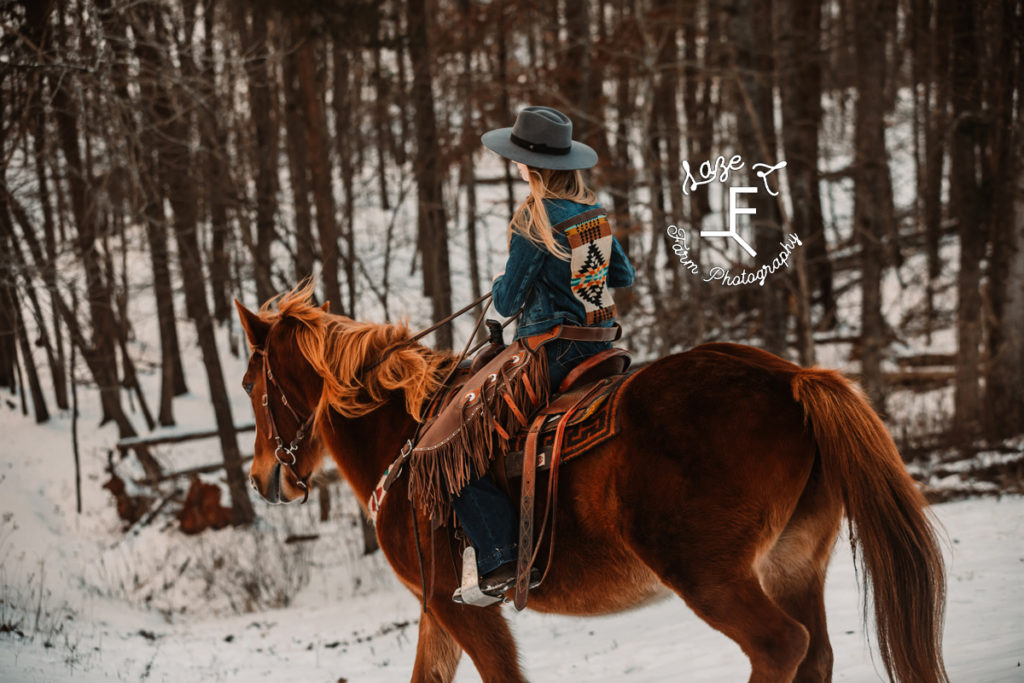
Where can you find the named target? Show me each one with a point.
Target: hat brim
(500, 140)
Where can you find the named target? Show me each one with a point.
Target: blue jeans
(484, 512)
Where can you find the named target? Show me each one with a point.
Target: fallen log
(173, 437)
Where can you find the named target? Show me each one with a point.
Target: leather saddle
(584, 414)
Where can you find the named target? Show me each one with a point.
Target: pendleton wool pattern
(590, 238)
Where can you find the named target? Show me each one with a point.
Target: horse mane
(360, 363)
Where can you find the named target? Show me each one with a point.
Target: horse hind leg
(481, 633)
(793, 572)
(437, 653)
(722, 588)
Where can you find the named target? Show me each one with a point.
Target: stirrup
(469, 592)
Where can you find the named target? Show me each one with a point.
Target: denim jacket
(539, 281)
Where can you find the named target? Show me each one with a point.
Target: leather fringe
(439, 471)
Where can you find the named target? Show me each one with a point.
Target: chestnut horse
(727, 483)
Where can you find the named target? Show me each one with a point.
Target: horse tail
(900, 561)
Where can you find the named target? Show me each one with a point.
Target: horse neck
(363, 447)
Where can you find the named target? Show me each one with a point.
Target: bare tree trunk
(217, 186)
(264, 150)
(1005, 179)
(35, 388)
(346, 143)
(320, 164)
(298, 164)
(870, 171)
(620, 172)
(468, 144)
(428, 170)
(103, 361)
(964, 203)
(176, 170)
(800, 71)
(751, 27)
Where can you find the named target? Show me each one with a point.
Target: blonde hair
(360, 363)
(530, 220)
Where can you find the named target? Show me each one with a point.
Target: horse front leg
(437, 652)
(481, 632)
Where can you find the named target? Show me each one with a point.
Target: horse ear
(256, 329)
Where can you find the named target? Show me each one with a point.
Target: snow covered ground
(84, 602)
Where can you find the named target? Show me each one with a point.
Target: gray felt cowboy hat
(542, 137)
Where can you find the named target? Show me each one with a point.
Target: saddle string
(416, 436)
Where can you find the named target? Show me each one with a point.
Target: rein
(282, 451)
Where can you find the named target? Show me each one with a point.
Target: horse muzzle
(274, 491)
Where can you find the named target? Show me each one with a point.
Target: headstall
(285, 455)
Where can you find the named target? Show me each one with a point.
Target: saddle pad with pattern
(591, 425)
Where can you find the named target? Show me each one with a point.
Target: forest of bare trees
(224, 148)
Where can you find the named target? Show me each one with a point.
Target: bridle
(285, 455)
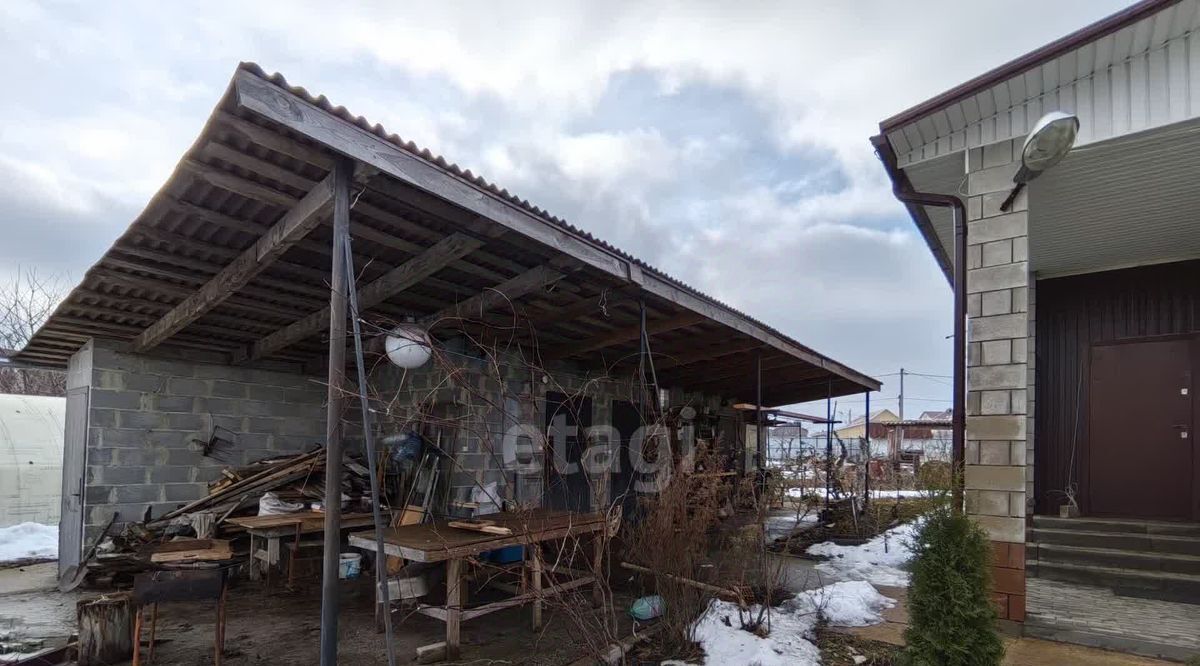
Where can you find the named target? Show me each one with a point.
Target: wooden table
(186, 585)
(437, 541)
(273, 529)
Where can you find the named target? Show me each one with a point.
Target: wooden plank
(274, 141)
(235, 184)
(395, 281)
(292, 227)
(535, 582)
(455, 585)
(436, 543)
(493, 297)
(192, 550)
(431, 653)
(481, 526)
(627, 334)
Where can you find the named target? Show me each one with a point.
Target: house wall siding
(1074, 313)
(997, 366)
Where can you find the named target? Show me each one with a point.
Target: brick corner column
(997, 375)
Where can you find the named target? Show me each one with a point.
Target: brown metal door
(1141, 449)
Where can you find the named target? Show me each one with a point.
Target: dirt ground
(280, 627)
(283, 628)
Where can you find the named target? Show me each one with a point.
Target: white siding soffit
(1144, 76)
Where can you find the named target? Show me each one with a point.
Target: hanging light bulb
(408, 346)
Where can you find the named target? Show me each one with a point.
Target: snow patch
(29, 541)
(880, 561)
(792, 625)
(876, 493)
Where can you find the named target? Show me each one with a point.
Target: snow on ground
(879, 493)
(880, 561)
(792, 624)
(29, 541)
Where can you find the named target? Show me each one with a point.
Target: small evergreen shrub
(952, 621)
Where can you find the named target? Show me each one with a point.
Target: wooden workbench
(273, 529)
(437, 541)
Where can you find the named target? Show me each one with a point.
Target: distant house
(855, 427)
(1081, 288)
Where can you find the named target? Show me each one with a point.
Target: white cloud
(772, 201)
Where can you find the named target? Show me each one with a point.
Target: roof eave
(900, 183)
(1036, 58)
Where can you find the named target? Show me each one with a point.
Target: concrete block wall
(999, 367)
(145, 412)
(484, 400)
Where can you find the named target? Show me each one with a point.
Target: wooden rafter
(301, 219)
(493, 297)
(623, 335)
(394, 282)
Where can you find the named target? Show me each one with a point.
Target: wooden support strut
(297, 223)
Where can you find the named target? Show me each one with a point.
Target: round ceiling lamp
(408, 346)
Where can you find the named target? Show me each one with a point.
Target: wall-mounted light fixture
(1050, 141)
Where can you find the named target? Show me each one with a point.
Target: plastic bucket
(349, 565)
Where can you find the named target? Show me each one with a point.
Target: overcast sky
(725, 143)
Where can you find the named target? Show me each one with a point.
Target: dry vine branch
(27, 300)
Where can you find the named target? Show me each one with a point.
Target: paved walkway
(1018, 652)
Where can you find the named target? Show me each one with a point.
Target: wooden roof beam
(493, 297)
(394, 282)
(282, 235)
(627, 334)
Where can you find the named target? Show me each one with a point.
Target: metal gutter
(958, 419)
(900, 183)
(1102, 28)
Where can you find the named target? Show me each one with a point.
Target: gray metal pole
(828, 439)
(958, 445)
(867, 433)
(342, 171)
(757, 417)
(384, 600)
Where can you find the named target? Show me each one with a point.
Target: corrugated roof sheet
(484, 184)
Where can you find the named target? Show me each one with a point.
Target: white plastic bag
(271, 505)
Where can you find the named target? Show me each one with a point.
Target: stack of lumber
(165, 543)
(192, 550)
(305, 467)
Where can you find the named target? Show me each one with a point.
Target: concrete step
(1115, 540)
(1125, 526)
(1128, 582)
(1167, 563)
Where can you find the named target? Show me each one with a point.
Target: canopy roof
(231, 259)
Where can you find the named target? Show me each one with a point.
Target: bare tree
(25, 303)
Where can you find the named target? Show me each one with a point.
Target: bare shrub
(25, 303)
(672, 540)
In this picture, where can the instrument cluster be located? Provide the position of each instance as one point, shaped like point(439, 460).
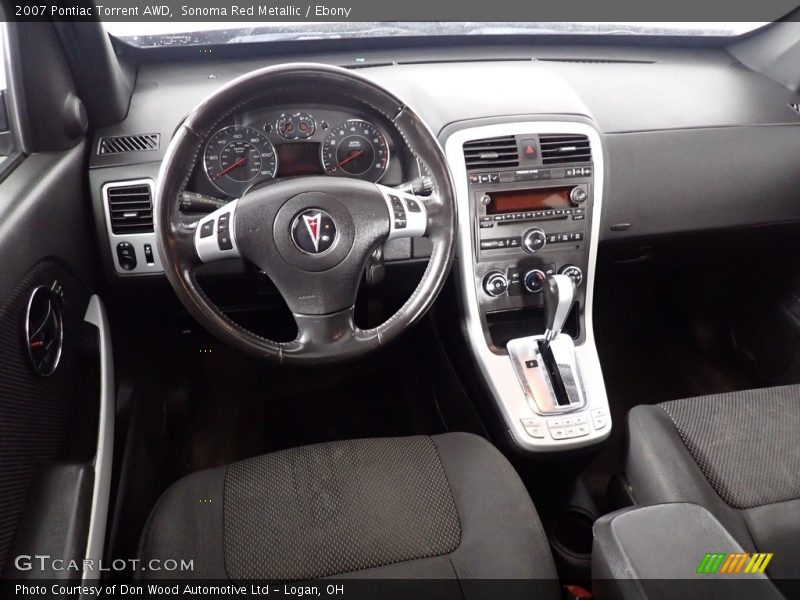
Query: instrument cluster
point(262, 145)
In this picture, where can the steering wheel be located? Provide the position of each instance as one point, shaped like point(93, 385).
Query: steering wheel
point(312, 235)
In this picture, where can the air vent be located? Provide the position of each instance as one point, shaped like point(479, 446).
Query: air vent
point(556, 149)
point(130, 208)
point(491, 153)
point(129, 143)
########
ABOUT THIS EXERCISE
Set down all of the material above exactly as written, leaving the pictures out.

ANSWER BELOW
Where can you find the named target? Show me each one with a point.
Target: hat brim
(500, 140)
Where can you find the named target? Show me each one with a point.
Target: blue jeans
(484, 512)
Where can you find the named target? Show me each one with a point.
Target: fallen log
(173, 437)
Where can you find the named target? Show me each one with a point.
Target: leather saddle
(584, 414)
Where can you find the named target? Show me each one with a point.
Target: pendleton wool pattern
(590, 238)
Where can you find the named target? Show me each one with a point.
Target: horse mane
(360, 363)
Where can you find the named target? Show me each one with a point.
Target: horse hind leg
(481, 633)
(793, 572)
(437, 653)
(722, 588)
Where can you find the named target? Show me each one with a point.
Target: stirrup
(469, 592)
Where can you find the named target? Show me each one with a point.
Target: denim jacket
(539, 281)
Where can you find the named target? Show me each one with a point.
Target: leather fringe
(439, 471)
Where can you find the named target? Show me each one with a point.
Target: chestnut horse
(727, 483)
Where can you find the named target? Show me each one with a point.
Target: horse tail
(900, 561)
Where can you find the named target? Show me each one with a point.
Target: horse neck
(363, 447)
Where can you find the named target? Show me each one with a point.
Target: bare tree trunk
(217, 186)
(264, 150)
(1005, 179)
(35, 388)
(346, 143)
(320, 164)
(298, 164)
(870, 171)
(620, 172)
(468, 144)
(428, 170)
(103, 361)
(964, 203)
(176, 170)
(800, 71)
(751, 27)
Where can you find the named target? Show me each one with a point.
Target: blonde hair
(360, 363)
(530, 220)
Where can you find the named target? Show me each one with a point.
Target: horse front leg
(437, 652)
(481, 632)
Where can you find the named target? Show me each one with a point.
Target: horse ear
(256, 329)
Where can you find the named target? Show me each one with a point.
Target: snow covered ground
(84, 602)
Where can you find the named target? Show me each one with a point.
Target: gray felt cowboy hat
(542, 137)
Where can you find the named target? Show me each one with a point.
Target: saddle string
(416, 436)
Where can you find the named target? Show me each one with a point.
Target: rein
(282, 451)
Where can you find the named target? Show me each one with a point.
Target: horse muzzle
(274, 491)
Where can you find the named target? Show me each one with a point.
Target: headstall
(285, 455)
Where can you find the named target? Show me each one with a point.
Target: saddle pad with pattern
(591, 425)
Where can you find the named target? Show me each one with a point.
Target: forest of bare trees
(224, 148)
Where can you find the named target? Show me each one with a point.
Target: bridle
(285, 455)
Where can you find the named target? Show me each one with a point.
Target: wooden table
(186, 585)
(437, 541)
(273, 529)
Where can you find the named target? Show me each one with a point.
Target: wooden plank
(274, 141)
(235, 184)
(395, 281)
(292, 227)
(535, 582)
(455, 585)
(436, 543)
(493, 297)
(192, 550)
(431, 653)
(481, 526)
(627, 334)
Where can you find the named target? Show me each one with a point.
Target: house wall siding
(1074, 313)
(997, 366)
Where can you find the named target? Show me each one with a point.
Target: brick corner column
(997, 375)
Where can you find the named target? Show me each one with a point.
Target: brown metal door
(1141, 449)
Where can you find the named target? Show me each one with a point.
Target: dirt ground
(280, 627)
(283, 628)
Where can you find the named target? Show me each one with a point.
Target: white siding soffit
(1144, 76)
Where can you find the named target? Show me each one with a point.
Target: hanging light bulb
(408, 346)
Where can you find the named target? Show me each one with a point.
Target: snow patch
(29, 541)
(880, 561)
(792, 625)
(876, 493)
Where can you find the named target? Show me each one with a point.
Target: snow on ground
(879, 493)
(880, 561)
(792, 624)
(29, 541)
Where can you find the named target? Show me each one with a point.
Target: small evergreen shrub
(952, 621)
Where can you find the named target? Show me each one with a point.
Target: wooden workbench
(273, 529)
(437, 541)
Where can you find the named target? Show me each one with a point.
Target: distant house
(855, 427)
(1081, 288)
Where can you find the named target? Show me each one with a point.
Target: white cloud
(772, 201)
Where can you find the named target? Show me each one with a point.
Target: roof eave
(900, 183)
(1036, 58)
Where can you find the named target? Show me each one with a point.
Target: concrete block wall
(999, 367)
(145, 412)
(484, 400)
Where can you find the named target? Show me each one with a point.
Target: wooden rafter
(301, 219)
(493, 297)
(623, 335)
(394, 282)
Where can you find the named target? Show me each one with a point.
Target: wooden support strut
(297, 223)
Where can you find the named target? Show me each one with a point.
Target: round ceiling lamp
(408, 346)
Where can you find the named target? Show me each one with a point.
Target: wall-mounted light fixture
(1050, 141)
Where can you find the named target? Show me each one with a point.
Target: plastic bucket
(349, 565)
Where can you find the named target? Show me each one with a point.
Target: overcast sky
(725, 143)
Where can you find the named target? Show me each one with a point.
Target: dry vine branch
(27, 300)
Where can you find the named target? Show me each one with a point.
Target: paved walkway
(1018, 652)
Where can you find the named target? Show me each one with a point.
Target: wooden roof beam
(493, 297)
(394, 282)
(282, 235)
(627, 334)
Where can you find the named target? Show me each one with a point.
Target: metal gutter
(958, 419)
(900, 183)
(1102, 28)
Where can you find the named target? Show me each one with a point.
Target: gray metal pole
(828, 439)
(958, 445)
(867, 433)
(342, 171)
(757, 417)
(384, 600)
Where can you find the named target? Show me each one with a point.
Target: corrugated roof sheet
(484, 184)
Where can you find the named target? Show me each one with a point.
Target: white plastic bag
(271, 505)
Where can you find the named target? Show me each one with a point.
Target: stack of lumber
(165, 543)
(192, 550)
(305, 467)
Where can you find the named target? Show me each one with a point.
Target: concrete step
(1115, 540)
(1125, 526)
(1128, 582)
(1167, 563)
Where can you find the named target? Show me each one with a point.
Target: canopy roof
(231, 259)
Where can you find the named target? Show me each one with a point.
Target: bare tree
(25, 303)
Where can you find the named target? Show me each one with a point.
Target: bare shrub
(25, 303)
(672, 540)
In this picture, where can the instrument cluster be located? Provide the position of each instance as one point, shaped like point(439, 460).
Query: instrument cluster
point(262, 145)
In this picture, where can the steering wheel be located? Provide the position of each instance as one point, shaped like point(93, 385).
Query: steering wheel
point(312, 235)
In this picture, where can the air vent be located? Provide the position of each instance as one point, shaped like point(479, 446).
Query: air vent
point(556, 149)
point(130, 208)
point(491, 153)
point(129, 143)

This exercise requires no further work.